* Exercise goal: Print out the data below in full, exactly as written.

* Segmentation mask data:
• • • •

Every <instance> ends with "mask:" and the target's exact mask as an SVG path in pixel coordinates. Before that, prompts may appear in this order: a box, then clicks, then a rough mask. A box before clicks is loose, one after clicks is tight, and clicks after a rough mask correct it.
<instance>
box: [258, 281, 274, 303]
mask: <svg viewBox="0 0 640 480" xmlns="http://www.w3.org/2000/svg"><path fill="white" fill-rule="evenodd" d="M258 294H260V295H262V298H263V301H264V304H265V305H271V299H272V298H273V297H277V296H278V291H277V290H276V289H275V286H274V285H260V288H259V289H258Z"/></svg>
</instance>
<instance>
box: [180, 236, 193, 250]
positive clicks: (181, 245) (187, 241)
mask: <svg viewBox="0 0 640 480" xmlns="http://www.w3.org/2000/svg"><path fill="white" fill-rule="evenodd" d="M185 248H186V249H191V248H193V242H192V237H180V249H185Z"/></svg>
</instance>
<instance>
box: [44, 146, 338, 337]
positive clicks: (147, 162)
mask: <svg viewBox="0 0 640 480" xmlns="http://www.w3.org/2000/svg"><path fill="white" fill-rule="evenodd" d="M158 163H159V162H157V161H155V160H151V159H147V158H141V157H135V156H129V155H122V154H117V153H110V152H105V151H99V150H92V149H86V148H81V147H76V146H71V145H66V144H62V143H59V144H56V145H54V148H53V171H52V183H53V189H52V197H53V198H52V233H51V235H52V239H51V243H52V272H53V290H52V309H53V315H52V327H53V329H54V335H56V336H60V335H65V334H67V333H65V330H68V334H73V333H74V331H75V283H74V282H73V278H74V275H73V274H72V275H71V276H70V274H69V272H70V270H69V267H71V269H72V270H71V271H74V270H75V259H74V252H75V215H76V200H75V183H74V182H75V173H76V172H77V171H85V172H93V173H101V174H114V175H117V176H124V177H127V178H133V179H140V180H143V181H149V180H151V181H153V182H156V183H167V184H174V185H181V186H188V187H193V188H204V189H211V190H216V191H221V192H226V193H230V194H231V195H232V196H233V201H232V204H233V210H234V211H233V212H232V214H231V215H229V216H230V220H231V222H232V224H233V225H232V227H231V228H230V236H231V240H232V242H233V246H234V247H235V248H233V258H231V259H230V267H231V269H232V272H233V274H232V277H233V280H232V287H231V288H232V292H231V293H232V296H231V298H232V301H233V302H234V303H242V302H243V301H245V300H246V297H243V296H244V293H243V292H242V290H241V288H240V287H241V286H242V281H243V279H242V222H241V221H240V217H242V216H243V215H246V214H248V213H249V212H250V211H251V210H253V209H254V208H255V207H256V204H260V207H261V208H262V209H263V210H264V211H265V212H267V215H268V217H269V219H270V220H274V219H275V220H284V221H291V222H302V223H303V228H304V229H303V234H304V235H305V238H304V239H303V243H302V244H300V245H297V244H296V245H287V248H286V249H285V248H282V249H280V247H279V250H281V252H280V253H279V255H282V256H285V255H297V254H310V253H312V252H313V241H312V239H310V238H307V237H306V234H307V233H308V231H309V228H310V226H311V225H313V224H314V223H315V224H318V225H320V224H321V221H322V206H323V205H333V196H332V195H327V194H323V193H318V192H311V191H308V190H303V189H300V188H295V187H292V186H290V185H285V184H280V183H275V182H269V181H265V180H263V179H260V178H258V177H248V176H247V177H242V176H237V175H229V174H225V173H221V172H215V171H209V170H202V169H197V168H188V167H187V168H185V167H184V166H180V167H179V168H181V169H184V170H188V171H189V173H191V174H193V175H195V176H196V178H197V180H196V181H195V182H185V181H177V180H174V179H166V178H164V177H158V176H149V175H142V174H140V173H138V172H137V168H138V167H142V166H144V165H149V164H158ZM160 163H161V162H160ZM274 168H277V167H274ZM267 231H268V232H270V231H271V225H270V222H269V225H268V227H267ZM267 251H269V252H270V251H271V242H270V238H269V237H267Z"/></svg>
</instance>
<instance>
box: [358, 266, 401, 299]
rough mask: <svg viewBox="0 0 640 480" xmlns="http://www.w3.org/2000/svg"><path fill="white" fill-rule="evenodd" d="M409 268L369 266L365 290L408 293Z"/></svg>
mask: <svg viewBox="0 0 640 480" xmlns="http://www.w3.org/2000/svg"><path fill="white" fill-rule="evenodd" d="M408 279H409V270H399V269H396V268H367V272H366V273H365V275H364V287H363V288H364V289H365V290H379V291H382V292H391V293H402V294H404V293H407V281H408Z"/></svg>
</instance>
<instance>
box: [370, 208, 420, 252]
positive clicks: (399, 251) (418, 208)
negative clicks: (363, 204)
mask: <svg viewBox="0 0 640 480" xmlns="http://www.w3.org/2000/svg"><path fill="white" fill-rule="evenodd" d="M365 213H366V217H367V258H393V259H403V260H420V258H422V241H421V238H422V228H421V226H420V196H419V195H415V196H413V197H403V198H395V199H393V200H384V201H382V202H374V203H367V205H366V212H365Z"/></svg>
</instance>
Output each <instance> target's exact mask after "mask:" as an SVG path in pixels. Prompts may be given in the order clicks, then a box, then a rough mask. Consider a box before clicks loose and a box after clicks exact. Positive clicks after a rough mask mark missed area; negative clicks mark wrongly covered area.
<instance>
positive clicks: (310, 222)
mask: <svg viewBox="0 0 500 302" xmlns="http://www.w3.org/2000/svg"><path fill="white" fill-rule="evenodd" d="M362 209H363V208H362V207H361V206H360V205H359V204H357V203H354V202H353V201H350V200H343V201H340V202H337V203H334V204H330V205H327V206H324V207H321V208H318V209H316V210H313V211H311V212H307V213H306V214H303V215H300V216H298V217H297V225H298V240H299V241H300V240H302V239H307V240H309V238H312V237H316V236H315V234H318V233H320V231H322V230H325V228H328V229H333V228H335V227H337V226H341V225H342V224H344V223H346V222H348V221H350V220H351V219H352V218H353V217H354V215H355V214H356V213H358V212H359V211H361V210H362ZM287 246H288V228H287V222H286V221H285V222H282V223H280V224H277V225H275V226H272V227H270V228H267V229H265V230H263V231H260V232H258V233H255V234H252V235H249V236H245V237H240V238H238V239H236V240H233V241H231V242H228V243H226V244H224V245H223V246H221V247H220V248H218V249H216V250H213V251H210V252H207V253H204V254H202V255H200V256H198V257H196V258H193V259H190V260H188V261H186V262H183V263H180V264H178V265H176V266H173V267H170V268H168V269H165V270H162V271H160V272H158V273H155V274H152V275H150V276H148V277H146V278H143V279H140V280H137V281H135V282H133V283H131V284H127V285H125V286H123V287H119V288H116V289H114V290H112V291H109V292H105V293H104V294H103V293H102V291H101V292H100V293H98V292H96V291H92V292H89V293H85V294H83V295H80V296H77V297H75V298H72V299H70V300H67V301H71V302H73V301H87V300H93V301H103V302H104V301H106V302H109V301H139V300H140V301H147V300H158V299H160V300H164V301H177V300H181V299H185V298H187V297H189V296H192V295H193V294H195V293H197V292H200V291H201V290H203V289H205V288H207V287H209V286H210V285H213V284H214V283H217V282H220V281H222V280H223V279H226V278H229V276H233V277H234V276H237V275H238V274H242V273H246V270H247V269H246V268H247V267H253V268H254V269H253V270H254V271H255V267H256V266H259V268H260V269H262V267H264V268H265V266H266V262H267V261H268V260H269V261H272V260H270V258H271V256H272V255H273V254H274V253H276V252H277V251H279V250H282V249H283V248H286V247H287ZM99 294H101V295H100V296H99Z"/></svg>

• • • •

* Task response:
Every <instance> ends with "mask:" and the target's exact mask as an SVG path in pixel coordinates. Before that, prompts may appear in this order: a box, then clicks, then a rough mask. A box before clicks is loose, one after clicks is tight, and clicks after a rough mask correct it.
<instance>
box: [258, 281, 274, 303]
mask: <svg viewBox="0 0 640 480" xmlns="http://www.w3.org/2000/svg"><path fill="white" fill-rule="evenodd" d="M258 294H260V295H262V298H263V301H264V304H265V305H271V299H272V298H273V297H277V296H278V291H277V290H276V289H275V286H274V285H260V288H259V289H258Z"/></svg>
</instance>
<instance>
box: [180, 236, 193, 250]
positive clicks: (181, 245) (187, 241)
mask: <svg viewBox="0 0 640 480" xmlns="http://www.w3.org/2000/svg"><path fill="white" fill-rule="evenodd" d="M185 248H186V249H191V248H193V242H192V237H180V249H185Z"/></svg>
</instance>
<instance>
box: [44, 146, 338, 337]
positive clicks: (147, 162)
mask: <svg viewBox="0 0 640 480" xmlns="http://www.w3.org/2000/svg"><path fill="white" fill-rule="evenodd" d="M158 163H159V162H157V161H155V160H151V159H147V158H141V157H135V156H129V155H122V154H117V153H110V152H105V151H99V150H92V149H86V148H81V147H76V146H71V145H66V144H62V143H59V144H56V145H54V148H53V171H52V183H53V189H52V197H53V198H52V233H51V235H52V239H51V243H52V272H53V290H52V309H53V315H52V327H53V329H54V335H56V336H60V335H65V334H67V333H65V330H68V334H73V333H74V331H75V283H74V282H73V278H74V275H73V274H72V275H71V276H70V274H69V272H70V270H69V267H71V269H72V270H71V271H74V270H75V259H74V252H75V215H76V200H75V183H74V182H75V173H76V172H77V171H85V172H93V173H101V174H114V175H117V176H124V177H127V178H133V179H140V180H143V181H149V180H151V181H153V182H156V183H167V184H174V185H181V186H188V187H193V188H204V189H211V190H216V191H221V192H226V193H230V194H231V195H232V196H233V201H232V204H233V210H234V211H233V212H232V214H231V215H229V216H230V220H231V222H232V224H233V225H232V227H231V228H230V236H231V240H232V242H233V246H234V247H235V248H233V258H231V259H230V267H231V269H232V272H233V274H232V277H233V280H232V287H231V288H232V292H231V293H232V296H231V298H232V301H233V302H234V303H242V302H243V301H245V300H246V297H243V296H244V293H243V292H242V290H241V288H240V287H241V286H242V281H243V279H242V222H241V221H240V217H242V216H243V215H246V214H248V213H249V212H250V211H251V210H253V209H254V208H255V207H256V204H260V207H261V208H262V209H263V210H264V211H265V212H267V215H268V217H269V219H270V220H274V219H275V220H284V221H291V222H302V223H303V228H304V229H303V234H304V235H305V238H304V239H303V243H302V244H300V245H297V244H296V245H287V248H286V249H285V248H282V249H280V247H279V250H281V252H280V253H279V255H282V256H285V255H297V254H310V253H312V252H313V241H312V239H310V238H307V237H306V234H307V233H308V231H309V228H310V226H311V225H313V224H314V223H315V224H318V225H320V224H321V221H322V206H323V205H333V196H332V195H327V194H323V193H318V192H311V191H308V190H303V189H300V188H295V187H292V186H290V185H285V184H280V183H275V182H269V181H265V180H263V179H260V178H258V177H248V176H247V177H242V176H237V175H229V174H225V173H221V172H215V171H209V170H202V169H197V168H188V167H187V168H185V167H184V166H180V167H179V168H181V169H184V170H188V171H189V173H191V174H193V175H195V176H196V178H197V180H196V181H195V182H185V181H177V180H174V179H166V178H164V177H158V176H149V175H142V174H140V173H138V172H137V168H138V167H142V166H144V165H149V164H158ZM160 163H161V162H160ZM274 168H277V167H274ZM267 231H268V232H270V231H271V225H270V222H269V225H268V227H267ZM267 251H269V252H270V251H271V242H270V238H269V237H267Z"/></svg>
</instance>
<instance>
box: [358, 266, 401, 299]
rough mask: <svg viewBox="0 0 640 480" xmlns="http://www.w3.org/2000/svg"><path fill="white" fill-rule="evenodd" d="M409 268L369 266L365 290L408 293Z"/></svg>
mask: <svg viewBox="0 0 640 480" xmlns="http://www.w3.org/2000/svg"><path fill="white" fill-rule="evenodd" d="M408 279H409V270H399V269H396V268H367V272H366V273H365V275H364V287H363V288H364V289H365V290H379V291H382V292H391V293H402V294H404V293H407V281H408Z"/></svg>
</instance>
<instance>
box: [370, 208, 420, 252]
positive clicks: (399, 251) (418, 208)
negative clicks: (363, 204)
mask: <svg viewBox="0 0 640 480" xmlns="http://www.w3.org/2000/svg"><path fill="white" fill-rule="evenodd" d="M365 213H366V217H367V258H393V259H403V260H420V258H422V241H421V238H422V228H421V226H420V196H419V195H415V196H413V197H403V198H395V199H393V200H384V201H382V202H374V203H367V205H366V212H365Z"/></svg>
</instance>
Output each <instance> target's exact mask after "mask:" as an SVG path in pixels. Prompts may be given in the order clicks, then a box, then a rough mask. Consider a box before clicks loose and a box after clicks exact. Positive clicks after a rough mask mark missed area; negative clicks mark wrongly covered area.
<instance>
positive clicks: (310, 222)
mask: <svg viewBox="0 0 500 302" xmlns="http://www.w3.org/2000/svg"><path fill="white" fill-rule="evenodd" d="M362 209H363V208H362V207H361V206H360V205H359V204H357V203H354V202H353V201H350V200H343V201H340V202H337V203H334V204H330V205H327V206H324V207H321V208H318V209H316V210H313V211H311V212H307V213H306V214H303V215H300V216H298V217H297V225H298V240H299V241H300V240H302V239H307V240H309V238H312V237H316V236H315V234H318V233H320V231H322V230H325V228H328V229H333V228H335V227H337V226H341V225H342V224H344V223H346V222H348V221H350V220H351V219H352V218H353V217H354V215H355V214H356V213H358V212H359V211H361V210H362ZM287 246H288V228H287V222H286V221H285V222H282V223H280V224H277V225H275V226H272V227H270V228H267V229H265V230H263V231H260V232H258V233H255V234H252V235H249V236H245V237H240V238H238V239H236V240H233V241H231V242H228V243H226V244H224V245H223V246H221V247H220V248H218V249H216V250H213V251H210V252H207V253H204V254H202V255H200V256H198V257H196V258H193V259H190V260H188V261H186V262H183V263H180V264H178V265H176V266H173V267H170V268H168V269H165V270H162V271H160V272H158V273H155V274H152V275H150V276H148V277H146V278H143V279H140V280H137V281H135V282H133V283H131V284H127V285H125V286H123V287H119V288H116V289H114V290H112V291H109V292H105V293H104V294H103V293H102V291H101V292H100V293H98V292H96V291H92V292H89V293H85V294H83V295H80V296H77V297H75V298H72V299H70V300H67V301H71V302H73V301H87V300H93V301H103V302H104V301H106V302H109V301H139V300H140V301H147V300H158V299H160V300H164V301H177V300H181V299H185V298H187V297H189V296H192V295H193V294H195V293H197V292H200V291H201V290H203V289H205V288H207V287H209V286H210V285H213V284H214V283H217V282H220V281H222V280H223V279H226V278H229V276H233V277H234V276H237V275H238V274H242V273H246V270H247V269H246V268H247V267H253V268H254V269H253V270H254V271H255V267H256V266H259V268H260V269H262V267H264V268H265V266H266V262H267V261H268V260H269V261H272V260H270V258H271V256H272V255H273V254H274V253H276V252H277V251H279V250H282V249H283V248H286V247H287ZM99 294H101V295H100V296H99Z"/></svg>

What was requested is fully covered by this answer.